Records for this task:
———

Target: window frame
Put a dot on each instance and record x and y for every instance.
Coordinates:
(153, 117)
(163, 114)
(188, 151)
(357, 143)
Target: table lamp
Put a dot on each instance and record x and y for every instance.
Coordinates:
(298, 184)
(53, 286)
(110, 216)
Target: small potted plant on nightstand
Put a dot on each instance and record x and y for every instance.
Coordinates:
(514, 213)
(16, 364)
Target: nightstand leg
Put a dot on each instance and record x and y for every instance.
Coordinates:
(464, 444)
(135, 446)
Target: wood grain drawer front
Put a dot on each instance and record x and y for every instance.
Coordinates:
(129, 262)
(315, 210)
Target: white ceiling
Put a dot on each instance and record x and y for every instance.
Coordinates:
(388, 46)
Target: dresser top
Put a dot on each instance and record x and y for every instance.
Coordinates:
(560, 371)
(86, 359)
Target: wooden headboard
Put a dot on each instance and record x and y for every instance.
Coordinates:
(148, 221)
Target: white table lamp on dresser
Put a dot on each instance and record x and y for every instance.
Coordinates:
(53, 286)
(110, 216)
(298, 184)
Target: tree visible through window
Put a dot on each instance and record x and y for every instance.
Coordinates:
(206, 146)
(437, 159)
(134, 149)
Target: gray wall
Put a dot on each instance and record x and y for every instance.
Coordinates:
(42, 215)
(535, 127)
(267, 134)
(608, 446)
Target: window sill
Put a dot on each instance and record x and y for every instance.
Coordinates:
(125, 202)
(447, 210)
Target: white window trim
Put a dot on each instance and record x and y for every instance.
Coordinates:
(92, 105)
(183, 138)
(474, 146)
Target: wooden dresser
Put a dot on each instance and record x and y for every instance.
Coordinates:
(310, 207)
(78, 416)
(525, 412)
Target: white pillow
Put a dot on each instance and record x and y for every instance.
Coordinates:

———

Exercise details: Copy every record exactly as presented.

Exercise answer:
Target: window frame
Put a dot on each instance and record x and y for every instance.
Coordinates:
(153, 117)
(163, 114)
(188, 151)
(357, 143)
Target: table lamp
Put a dot on each instance and record x and y for every instance.
Coordinates:
(298, 184)
(53, 286)
(110, 216)
Target: small potted plant on nightstand
Put a dot on each instance and record x and y for every instance.
Coordinates:
(514, 213)
(16, 364)
Target: nightstand leg
Put a dot on each instance and record x and y for every instance.
Coordinates:
(464, 444)
(135, 446)
Target: wood grain drawer front
Put a dot on each instance and record x and y for every instance.
Coordinates:
(129, 262)
(315, 210)
Target: white ceiling
Put a dot on each instance and record x and y for every instance.
Coordinates:
(388, 46)
Target: dresser top
Put a dot on each instance and record x and y for every instance.
Coordinates:
(560, 371)
(86, 359)
Target: wooden headboard
Put a dot on each instance and record x and y for every instance.
Coordinates:
(148, 221)
Target: white table lamp on dresser
Put a dot on each instance and record x and y for every instance.
Coordinates:
(53, 286)
(110, 216)
(298, 184)
Target: tree visible through window
Put a dot on each instance and record x and y for every instance.
Coordinates:
(206, 146)
(437, 159)
(134, 149)
Target: gray wall
Put a dot on each instance and record x and y for every instance.
Coordinates:
(42, 215)
(535, 127)
(267, 134)
(608, 446)
Target: window sill
Put a dot on each instance and record x and y for every instance.
Coordinates:
(125, 202)
(447, 210)
Target: white window trim
Put a dot on each instance and record x and y for every instance.
Coordinates:
(92, 105)
(183, 138)
(474, 146)
Target: wooden dresser
Put a dot on each instance and record x and y for every instance.
Coordinates:
(310, 207)
(78, 416)
(525, 412)
Target: white pillow
Put a dot on each instance and record x and y for every instance.
Coordinates:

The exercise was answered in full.